# MATERIAL TO PROCESS start

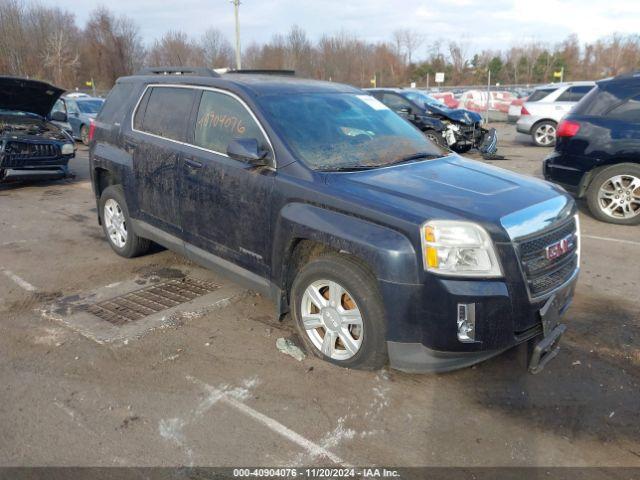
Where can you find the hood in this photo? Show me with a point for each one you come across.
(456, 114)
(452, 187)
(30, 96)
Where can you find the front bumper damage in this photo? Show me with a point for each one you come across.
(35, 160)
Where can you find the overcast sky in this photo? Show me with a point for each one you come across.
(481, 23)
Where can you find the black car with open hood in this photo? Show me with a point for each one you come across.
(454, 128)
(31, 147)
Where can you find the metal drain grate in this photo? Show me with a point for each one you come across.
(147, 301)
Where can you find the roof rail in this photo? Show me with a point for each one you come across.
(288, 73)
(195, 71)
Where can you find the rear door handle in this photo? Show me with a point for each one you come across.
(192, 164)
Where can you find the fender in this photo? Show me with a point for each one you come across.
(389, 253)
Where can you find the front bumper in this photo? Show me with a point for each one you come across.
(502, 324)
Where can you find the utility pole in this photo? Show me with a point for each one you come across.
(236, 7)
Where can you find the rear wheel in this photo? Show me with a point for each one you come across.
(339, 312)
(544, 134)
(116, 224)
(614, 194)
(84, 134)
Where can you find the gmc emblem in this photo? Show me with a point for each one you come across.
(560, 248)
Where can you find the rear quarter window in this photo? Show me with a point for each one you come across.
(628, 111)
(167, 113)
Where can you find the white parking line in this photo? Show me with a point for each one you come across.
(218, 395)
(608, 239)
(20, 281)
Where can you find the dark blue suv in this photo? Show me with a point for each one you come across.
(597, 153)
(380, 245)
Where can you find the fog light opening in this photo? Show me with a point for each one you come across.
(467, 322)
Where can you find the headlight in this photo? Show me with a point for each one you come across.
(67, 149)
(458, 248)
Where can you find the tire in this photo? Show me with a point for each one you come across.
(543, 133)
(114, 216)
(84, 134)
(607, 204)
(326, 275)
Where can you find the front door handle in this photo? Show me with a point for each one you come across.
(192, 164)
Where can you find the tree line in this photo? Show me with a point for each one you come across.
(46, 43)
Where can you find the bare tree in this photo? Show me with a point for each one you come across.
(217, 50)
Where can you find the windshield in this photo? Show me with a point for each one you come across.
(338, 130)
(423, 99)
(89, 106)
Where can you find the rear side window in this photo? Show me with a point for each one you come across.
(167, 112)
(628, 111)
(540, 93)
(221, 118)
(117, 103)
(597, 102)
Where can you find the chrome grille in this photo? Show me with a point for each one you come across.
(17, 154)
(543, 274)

# MATERIAL TO PROCESS end
# MATERIAL TO PROCESS start

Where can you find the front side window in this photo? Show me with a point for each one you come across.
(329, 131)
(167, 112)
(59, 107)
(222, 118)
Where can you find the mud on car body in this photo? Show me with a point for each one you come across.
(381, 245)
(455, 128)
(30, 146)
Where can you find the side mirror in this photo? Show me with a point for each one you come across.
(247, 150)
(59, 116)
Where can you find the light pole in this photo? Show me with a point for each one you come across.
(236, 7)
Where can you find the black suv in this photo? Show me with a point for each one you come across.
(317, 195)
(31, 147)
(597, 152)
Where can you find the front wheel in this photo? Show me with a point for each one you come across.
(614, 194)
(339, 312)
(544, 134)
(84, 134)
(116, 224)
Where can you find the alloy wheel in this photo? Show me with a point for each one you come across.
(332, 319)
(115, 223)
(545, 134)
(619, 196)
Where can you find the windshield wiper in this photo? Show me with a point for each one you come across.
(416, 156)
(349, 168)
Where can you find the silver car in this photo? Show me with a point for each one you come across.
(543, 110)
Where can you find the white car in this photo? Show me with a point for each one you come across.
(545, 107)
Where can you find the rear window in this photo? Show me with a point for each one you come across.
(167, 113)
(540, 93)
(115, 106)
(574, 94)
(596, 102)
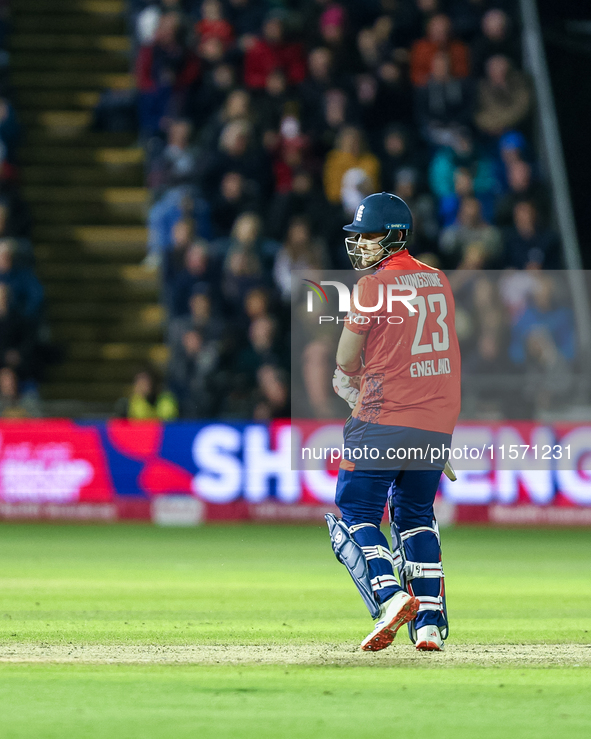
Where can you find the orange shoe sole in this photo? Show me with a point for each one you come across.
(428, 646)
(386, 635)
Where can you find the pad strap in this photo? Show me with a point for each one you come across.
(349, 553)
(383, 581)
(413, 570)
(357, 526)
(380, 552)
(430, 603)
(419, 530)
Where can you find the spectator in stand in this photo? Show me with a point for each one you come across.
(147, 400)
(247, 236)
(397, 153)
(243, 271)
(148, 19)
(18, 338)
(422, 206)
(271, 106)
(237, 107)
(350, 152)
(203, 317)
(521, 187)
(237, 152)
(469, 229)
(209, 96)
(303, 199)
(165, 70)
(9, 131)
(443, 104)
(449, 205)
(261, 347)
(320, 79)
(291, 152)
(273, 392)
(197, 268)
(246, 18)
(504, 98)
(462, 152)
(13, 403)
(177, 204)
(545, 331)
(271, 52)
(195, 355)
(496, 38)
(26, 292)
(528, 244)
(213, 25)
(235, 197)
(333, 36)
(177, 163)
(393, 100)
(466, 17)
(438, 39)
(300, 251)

# MATERIAL TO PROCESS end

» OBJECTIVE
Find every line in the two blocks above that contains the word "door", and copy each such line.

» OUTPUT OF THE TASK
Where can you find the rear door handle in this photo? Show me with a point for each one you come across.
Where can you find the front door handle in this photo? Show me with a point for each one you come across.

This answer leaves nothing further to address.